● **THE INPUT**:

:::

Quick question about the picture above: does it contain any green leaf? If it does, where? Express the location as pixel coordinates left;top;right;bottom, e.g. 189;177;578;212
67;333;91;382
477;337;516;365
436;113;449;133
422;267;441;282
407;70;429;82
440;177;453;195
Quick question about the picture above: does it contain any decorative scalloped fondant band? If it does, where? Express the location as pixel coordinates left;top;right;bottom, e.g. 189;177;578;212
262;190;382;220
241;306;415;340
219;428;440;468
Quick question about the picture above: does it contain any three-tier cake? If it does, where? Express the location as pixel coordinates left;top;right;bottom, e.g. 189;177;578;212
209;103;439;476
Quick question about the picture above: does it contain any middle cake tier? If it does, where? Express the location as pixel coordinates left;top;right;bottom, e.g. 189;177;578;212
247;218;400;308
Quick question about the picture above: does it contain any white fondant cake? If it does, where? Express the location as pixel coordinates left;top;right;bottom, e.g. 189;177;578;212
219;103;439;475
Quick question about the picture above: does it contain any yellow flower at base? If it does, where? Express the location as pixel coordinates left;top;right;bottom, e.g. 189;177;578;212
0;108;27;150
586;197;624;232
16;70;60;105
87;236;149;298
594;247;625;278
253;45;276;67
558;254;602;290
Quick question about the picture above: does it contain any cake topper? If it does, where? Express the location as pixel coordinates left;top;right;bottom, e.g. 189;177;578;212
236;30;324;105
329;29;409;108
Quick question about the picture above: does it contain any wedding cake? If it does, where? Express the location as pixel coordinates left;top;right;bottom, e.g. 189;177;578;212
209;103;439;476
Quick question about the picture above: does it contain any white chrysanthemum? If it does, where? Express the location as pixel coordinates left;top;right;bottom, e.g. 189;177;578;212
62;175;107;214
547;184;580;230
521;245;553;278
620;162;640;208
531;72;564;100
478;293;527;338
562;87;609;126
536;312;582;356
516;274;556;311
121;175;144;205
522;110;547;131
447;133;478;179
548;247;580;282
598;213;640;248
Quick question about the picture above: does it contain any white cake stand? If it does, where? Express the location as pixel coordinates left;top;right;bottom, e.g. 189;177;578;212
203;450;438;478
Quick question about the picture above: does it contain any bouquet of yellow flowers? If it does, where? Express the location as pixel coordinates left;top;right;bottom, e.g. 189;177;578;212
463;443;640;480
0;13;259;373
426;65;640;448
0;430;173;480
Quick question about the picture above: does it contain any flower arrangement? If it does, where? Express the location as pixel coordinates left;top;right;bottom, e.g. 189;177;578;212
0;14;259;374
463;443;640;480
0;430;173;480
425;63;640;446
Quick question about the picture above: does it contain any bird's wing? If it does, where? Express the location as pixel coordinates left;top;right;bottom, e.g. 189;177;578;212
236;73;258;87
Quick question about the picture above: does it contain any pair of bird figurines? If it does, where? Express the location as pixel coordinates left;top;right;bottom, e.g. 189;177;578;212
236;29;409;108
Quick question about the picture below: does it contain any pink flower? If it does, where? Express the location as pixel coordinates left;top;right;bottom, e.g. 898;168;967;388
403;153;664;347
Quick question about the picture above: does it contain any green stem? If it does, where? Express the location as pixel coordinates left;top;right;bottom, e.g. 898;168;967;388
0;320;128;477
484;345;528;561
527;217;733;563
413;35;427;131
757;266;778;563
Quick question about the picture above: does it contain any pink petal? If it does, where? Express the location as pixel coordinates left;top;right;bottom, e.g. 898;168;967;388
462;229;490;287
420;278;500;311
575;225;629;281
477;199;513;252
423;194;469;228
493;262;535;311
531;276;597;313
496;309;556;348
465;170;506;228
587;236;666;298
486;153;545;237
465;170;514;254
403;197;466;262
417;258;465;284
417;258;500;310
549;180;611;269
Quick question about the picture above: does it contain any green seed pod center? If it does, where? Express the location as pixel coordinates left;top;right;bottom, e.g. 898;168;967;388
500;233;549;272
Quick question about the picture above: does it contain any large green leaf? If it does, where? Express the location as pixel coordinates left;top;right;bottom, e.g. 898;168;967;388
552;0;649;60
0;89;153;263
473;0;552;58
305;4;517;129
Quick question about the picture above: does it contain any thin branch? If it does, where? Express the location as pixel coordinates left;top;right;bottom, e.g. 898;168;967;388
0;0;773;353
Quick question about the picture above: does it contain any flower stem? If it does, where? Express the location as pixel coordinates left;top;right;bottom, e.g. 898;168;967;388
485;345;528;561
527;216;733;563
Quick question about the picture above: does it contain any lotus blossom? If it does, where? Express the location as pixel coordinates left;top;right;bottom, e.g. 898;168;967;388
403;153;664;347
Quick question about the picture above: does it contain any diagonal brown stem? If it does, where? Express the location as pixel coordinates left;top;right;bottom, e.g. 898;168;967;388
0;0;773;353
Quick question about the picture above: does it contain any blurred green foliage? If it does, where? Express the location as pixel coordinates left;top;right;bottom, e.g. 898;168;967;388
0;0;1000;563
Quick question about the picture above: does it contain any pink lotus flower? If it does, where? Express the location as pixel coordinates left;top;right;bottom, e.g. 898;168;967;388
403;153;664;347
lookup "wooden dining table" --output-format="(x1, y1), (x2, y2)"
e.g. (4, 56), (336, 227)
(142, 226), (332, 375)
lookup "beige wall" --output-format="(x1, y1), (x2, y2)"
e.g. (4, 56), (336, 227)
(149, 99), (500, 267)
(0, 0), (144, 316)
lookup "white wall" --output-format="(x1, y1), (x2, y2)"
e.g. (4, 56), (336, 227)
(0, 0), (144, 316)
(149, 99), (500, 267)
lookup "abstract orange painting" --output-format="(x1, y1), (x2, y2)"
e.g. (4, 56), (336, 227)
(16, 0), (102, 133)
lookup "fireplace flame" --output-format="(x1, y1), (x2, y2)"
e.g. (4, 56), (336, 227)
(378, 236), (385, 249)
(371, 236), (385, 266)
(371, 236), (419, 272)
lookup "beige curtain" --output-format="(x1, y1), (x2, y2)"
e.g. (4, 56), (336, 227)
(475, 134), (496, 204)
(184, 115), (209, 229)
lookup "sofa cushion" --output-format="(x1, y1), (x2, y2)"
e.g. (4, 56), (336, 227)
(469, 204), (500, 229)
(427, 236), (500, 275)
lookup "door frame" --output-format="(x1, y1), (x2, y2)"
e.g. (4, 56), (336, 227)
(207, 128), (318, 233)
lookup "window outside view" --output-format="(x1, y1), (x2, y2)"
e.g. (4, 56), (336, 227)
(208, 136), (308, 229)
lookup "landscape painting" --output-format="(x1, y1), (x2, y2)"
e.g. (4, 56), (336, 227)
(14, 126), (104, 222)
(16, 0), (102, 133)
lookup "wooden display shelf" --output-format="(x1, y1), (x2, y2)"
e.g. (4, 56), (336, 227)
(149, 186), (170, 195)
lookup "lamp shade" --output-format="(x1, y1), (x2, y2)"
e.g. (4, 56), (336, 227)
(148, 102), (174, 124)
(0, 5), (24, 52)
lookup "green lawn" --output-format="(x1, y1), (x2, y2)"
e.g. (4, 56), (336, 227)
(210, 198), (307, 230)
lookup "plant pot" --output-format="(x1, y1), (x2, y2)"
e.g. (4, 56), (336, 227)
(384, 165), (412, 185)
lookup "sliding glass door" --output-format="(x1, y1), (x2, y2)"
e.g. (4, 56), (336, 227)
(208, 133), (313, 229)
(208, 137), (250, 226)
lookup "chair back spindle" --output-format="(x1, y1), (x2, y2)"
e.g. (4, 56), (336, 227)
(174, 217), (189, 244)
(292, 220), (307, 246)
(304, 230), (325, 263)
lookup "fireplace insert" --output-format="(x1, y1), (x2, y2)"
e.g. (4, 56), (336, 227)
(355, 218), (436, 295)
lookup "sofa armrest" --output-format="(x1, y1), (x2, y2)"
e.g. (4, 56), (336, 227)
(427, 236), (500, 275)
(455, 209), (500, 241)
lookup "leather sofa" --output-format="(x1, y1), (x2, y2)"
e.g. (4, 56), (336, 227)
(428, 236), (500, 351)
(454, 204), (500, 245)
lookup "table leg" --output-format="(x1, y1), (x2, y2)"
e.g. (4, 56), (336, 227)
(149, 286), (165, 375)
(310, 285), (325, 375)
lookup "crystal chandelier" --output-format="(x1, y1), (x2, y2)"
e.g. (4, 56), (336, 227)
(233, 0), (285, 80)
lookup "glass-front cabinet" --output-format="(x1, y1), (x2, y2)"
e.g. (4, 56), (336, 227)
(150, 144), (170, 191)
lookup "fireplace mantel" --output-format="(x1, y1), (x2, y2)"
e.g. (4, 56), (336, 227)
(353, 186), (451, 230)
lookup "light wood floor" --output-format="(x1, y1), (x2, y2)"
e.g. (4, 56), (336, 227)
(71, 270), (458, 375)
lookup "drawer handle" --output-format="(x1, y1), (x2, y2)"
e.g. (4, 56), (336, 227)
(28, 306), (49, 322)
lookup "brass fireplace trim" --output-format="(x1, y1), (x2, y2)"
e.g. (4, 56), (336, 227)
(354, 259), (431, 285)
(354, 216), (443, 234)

:::

Put every line from the start of the records through the line containing "558;254;602;290", including that line, into a numbered list, and leave out any blank lines.

1. Quick question about the picture above: does it contain any green leaf? If it does, where? Express the location as pixel coordinates left;top;right;bottom, e.g. 189;177;578;212
2. 67;333;91;382
3. 477;337;516;365
4. 436;113;449;133
5. 422;267;441;282
6. 407;70;429;82
7. 440;177;453;195
8. Quick question about the picture above: does it contain any decorative scalloped fondant band? If it does, where? Express the location as pixel coordinates left;top;right;bottom, e.g. 189;177;578;212
9. 262;190;382;220
10. 241;306;415;340
11. 219;428;440;468
12. Quick question about the picture above: does it contain any three-tier cake? If it does, where? Express the location as pixel coordinates left;top;right;bottom, e.g. 189;177;578;212
13. 209;103;439;476
14. Quick question about the picture above: does it contain any middle cake tier? If it does, where? Express the location as pixel coordinates left;top;right;bottom, e.g. 189;177;578;212
15. 247;218;400;308
16. Quick question about the picture above: does it contain any white fondant cake? If it does, where? Express the location as pixel coordinates left;top;right;bottom, e.g. 189;177;578;212
17. 219;103;439;475
18. Quick question about the picture above: does it contain any yellow flower at base? If it does, where? Express the location as pixel coordinates left;top;right;bottom, e.g. 189;177;578;212
19. 0;108;27;150
20. 586;197;624;232
21. 16;70;60;105
22. 87;236;149;298
23. 594;247;625;278
24. 253;45;276;67
25. 558;254;602;290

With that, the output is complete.